— Start of Material provided —

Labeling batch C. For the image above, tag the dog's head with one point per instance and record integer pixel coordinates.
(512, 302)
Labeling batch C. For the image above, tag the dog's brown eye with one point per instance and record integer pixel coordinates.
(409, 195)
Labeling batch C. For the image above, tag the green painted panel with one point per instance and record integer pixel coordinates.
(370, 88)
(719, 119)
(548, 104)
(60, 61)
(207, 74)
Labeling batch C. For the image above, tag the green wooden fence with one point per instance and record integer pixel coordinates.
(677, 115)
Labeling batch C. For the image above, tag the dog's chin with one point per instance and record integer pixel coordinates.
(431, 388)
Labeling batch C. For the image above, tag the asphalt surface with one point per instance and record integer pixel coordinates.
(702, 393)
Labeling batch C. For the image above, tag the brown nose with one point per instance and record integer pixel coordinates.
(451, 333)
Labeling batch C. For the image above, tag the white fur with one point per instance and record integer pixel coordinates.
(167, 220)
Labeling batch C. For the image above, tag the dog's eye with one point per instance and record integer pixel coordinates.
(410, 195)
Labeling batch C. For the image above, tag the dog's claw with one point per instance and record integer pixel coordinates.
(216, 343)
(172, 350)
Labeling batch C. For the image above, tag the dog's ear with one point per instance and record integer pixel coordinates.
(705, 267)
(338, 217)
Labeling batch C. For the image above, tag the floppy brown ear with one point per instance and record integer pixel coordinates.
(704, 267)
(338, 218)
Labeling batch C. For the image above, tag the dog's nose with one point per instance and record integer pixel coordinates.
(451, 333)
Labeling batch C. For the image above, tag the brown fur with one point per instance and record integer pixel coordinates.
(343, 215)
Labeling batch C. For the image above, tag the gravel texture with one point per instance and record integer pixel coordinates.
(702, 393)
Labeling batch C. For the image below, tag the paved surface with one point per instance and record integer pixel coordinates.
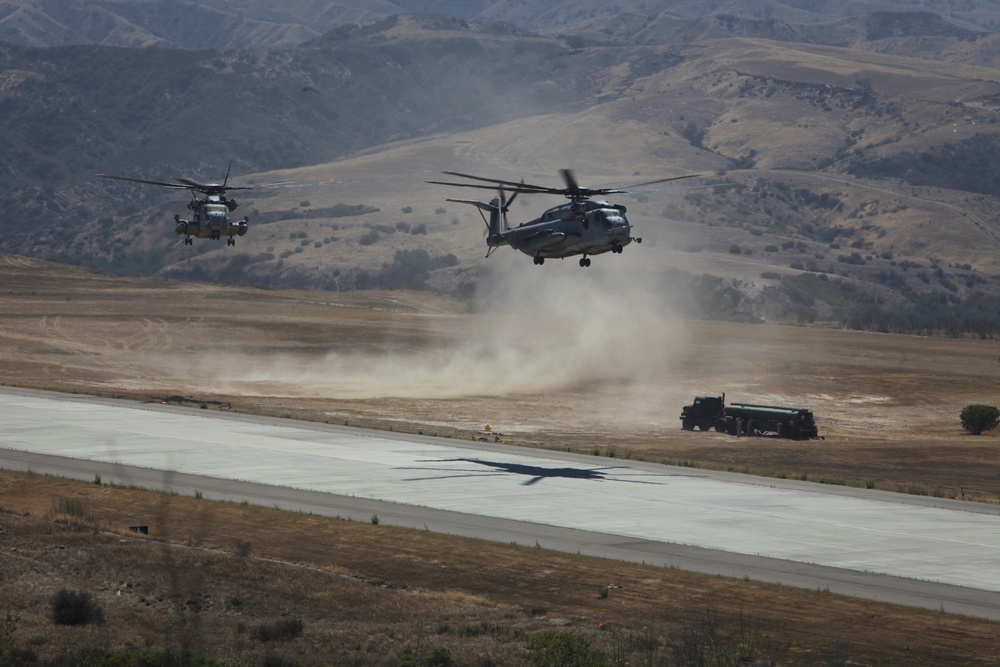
(935, 553)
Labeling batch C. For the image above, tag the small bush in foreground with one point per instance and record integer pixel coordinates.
(279, 631)
(976, 419)
(556, 649)
(75, 608)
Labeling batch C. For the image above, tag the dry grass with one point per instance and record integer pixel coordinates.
(366, 593)
(213, 572)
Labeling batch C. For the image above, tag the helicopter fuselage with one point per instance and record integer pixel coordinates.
(211, 220)
(586, 227)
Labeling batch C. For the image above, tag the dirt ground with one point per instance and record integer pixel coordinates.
(571, 364)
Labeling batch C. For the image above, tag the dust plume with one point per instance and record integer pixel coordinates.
(534, 329)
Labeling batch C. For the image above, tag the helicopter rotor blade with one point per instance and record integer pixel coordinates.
(572, 187)
(621, 189)
(173, 186)
(522, 186)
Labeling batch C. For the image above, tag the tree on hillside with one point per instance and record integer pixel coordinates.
(977, 419)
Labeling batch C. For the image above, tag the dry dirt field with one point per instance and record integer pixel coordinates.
(584, 364)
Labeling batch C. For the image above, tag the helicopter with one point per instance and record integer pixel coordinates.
(210, 217)
(584, 226)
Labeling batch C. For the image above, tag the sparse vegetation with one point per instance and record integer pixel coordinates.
(977, 419)
(75, 608)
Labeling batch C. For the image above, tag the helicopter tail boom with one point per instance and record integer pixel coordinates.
(496, 225)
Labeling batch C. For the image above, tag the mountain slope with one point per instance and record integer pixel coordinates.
(821, 207)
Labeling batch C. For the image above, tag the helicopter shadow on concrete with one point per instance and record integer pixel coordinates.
(534, 473)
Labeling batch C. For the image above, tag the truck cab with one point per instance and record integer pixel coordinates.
(703, 412)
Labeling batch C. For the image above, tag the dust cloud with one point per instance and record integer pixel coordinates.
(534, 330)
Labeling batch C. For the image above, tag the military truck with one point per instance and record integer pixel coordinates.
(707, 412)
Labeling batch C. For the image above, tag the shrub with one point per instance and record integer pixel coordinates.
(977, 419)
(437, 657)
(554, 649)
(284, 630)
(75, 608)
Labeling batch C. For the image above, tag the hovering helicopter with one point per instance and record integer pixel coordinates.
(581, 227)
(210, 217)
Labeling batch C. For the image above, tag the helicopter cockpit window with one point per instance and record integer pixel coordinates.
(610, 218)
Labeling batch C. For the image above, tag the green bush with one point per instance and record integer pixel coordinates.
(565, 649)
(977, 419)
(75, 608)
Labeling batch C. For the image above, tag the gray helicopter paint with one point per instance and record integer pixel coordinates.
(938, 553)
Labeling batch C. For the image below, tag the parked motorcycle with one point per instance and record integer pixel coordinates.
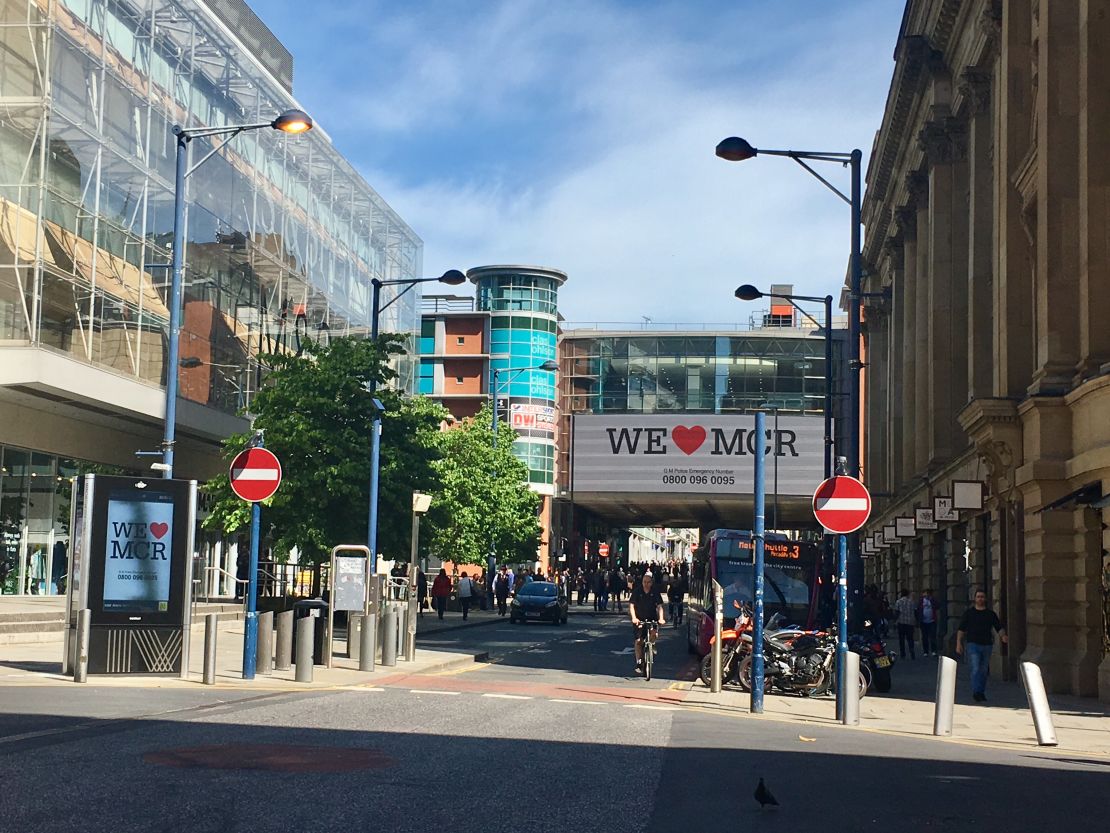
(795, 661)
(733, 649)
(873, 658)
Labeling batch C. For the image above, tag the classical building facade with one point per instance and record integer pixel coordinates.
(988, 251)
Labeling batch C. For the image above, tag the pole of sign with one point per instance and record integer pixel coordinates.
(841, 614)
(251, 625)
(757, 565)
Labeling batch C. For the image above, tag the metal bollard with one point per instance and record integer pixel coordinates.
(305, 638)
(211, 624)
(264, 648)
(946, 698)
(369, 646)
(284, 658)
(81, 666)
(354, 635)
(1038, 704)
(390, 636)
(850, 689)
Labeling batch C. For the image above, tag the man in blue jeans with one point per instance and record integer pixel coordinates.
(975, 636)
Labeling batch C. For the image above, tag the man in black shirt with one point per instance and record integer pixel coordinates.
(645, 605)
(975, 635)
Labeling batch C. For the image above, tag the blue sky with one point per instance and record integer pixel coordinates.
(579, 134)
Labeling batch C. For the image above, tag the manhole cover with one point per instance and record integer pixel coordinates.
(272, 758)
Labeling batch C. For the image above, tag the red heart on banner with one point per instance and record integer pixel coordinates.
(688, 439)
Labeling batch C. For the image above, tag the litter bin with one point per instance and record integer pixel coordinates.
(318, 609)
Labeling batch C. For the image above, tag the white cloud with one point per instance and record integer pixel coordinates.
(629, 199)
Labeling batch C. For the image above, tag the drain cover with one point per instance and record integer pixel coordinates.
(271, 756)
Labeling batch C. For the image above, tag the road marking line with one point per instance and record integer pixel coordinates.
(652, 708)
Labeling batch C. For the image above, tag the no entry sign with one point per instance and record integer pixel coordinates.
(255, 474)
(841, 504)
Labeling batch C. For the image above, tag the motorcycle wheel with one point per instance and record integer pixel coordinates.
(880, 680)
(744, 675)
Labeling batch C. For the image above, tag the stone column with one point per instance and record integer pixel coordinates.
(1093, 187)
(919, 345)
(1057, 178)
(975, 90)
(944, 141)
(1013, 301)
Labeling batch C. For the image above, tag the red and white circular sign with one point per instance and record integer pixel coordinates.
(841, 504)
(255, 474)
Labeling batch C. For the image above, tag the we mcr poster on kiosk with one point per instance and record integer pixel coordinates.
(133, 571)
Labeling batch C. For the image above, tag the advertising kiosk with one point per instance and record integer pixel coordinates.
(132, 568)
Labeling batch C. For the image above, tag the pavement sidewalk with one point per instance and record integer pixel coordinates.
(1082, 724)
(39, 663)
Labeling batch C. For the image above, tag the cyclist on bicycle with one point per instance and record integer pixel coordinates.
(645, 606)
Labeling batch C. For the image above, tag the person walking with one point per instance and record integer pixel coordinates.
(907, 618)
(501, 591)
(422, 590)
(467, 592)
(927, 620)
(975, 638)
(441, 591)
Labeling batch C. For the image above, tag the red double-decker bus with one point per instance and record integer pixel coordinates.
(790, 581)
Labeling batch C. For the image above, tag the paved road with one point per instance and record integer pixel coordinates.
(555, 735)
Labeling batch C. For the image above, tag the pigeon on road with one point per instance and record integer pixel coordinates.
(764, 796)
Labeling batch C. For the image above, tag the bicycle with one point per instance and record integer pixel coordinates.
(648, 632)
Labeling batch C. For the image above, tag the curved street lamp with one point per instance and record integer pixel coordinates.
(735, 149)
(550, 367)
(451, 278)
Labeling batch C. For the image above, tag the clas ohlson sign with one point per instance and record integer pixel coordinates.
(693, 453)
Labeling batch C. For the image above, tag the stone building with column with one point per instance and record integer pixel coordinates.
(987, 328)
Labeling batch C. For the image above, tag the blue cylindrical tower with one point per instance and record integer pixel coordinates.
(523, 307)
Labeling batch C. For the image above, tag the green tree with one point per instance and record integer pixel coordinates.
(318, 414)
(483, 495)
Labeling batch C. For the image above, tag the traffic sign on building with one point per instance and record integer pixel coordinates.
(255, 474)
(841, 504)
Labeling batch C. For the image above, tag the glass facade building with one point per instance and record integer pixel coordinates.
(283, 239)
(523, 307)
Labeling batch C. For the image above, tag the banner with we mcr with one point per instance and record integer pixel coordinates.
(138, 554)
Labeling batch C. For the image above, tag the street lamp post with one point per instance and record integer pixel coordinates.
(452, 278)
(291, 121)
(737, 150)
(548, 367)
(747, 292)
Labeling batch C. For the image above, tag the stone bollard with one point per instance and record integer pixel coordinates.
(211, 626)
(264, 648)
(946, 698)
(284, 658)
(305, 638)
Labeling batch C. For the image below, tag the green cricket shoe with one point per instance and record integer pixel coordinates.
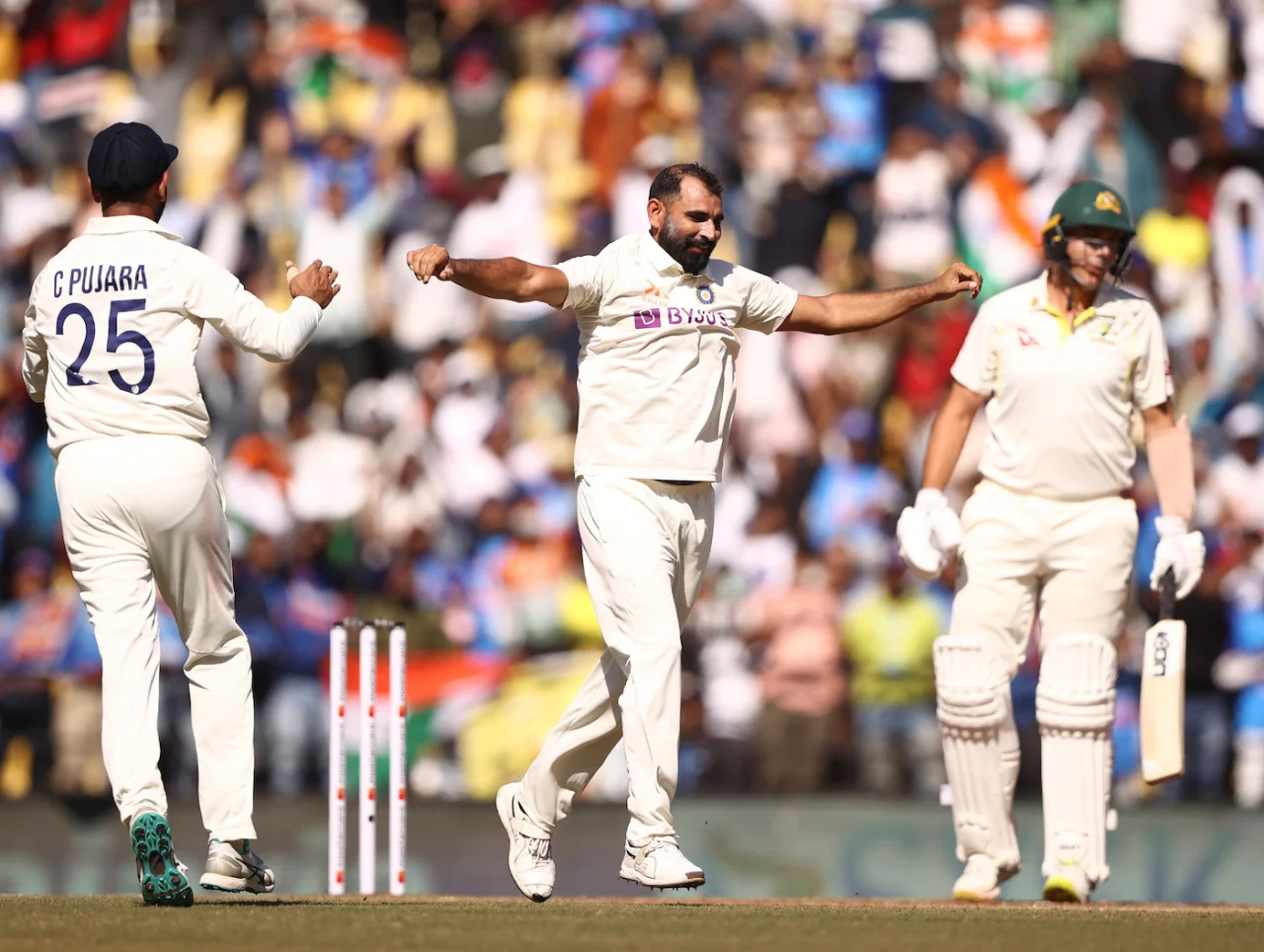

— End of Material provided —

▶ [Request] Drop the pictures, then write out only the lines running from the one containing "Labeling batch C. For the image above, tag the traffic" through the last line above, both included, exactly.

▶ [Completed exercise]
Labeling batch C. For the image above, tag the traffic sign on building with one point per instance and record integer pixel coordinates.
(255, 474)
(841, 504)
Labeling batch C. For the image above, tag the glass facade building with one point per instance and record integer pixel coordinates.
(283, 239)
(523, 307)
Labeling batch C. For the image above, tag the banner with we mcr with one point per instance and record integer pixel coordinates.
(138, 554)
Labeling batch C. For the image above, tag the street lamp post with one point per instance and record integer pixel coordinates.
(452, 278)
(291, 121)
(737, 150)
(548, 367)
(747, 292)
Labeling batch C. For the image above, tag the stone bollard with one point per instance and record integer pixel coordinates.
(211, 626)
(264, 648)
(946, 698)
(284, 658)
(305, 638)
Labeling batch C. For the image below, tag the green cricket shoe with one point per instance and record integer pixel coordinates.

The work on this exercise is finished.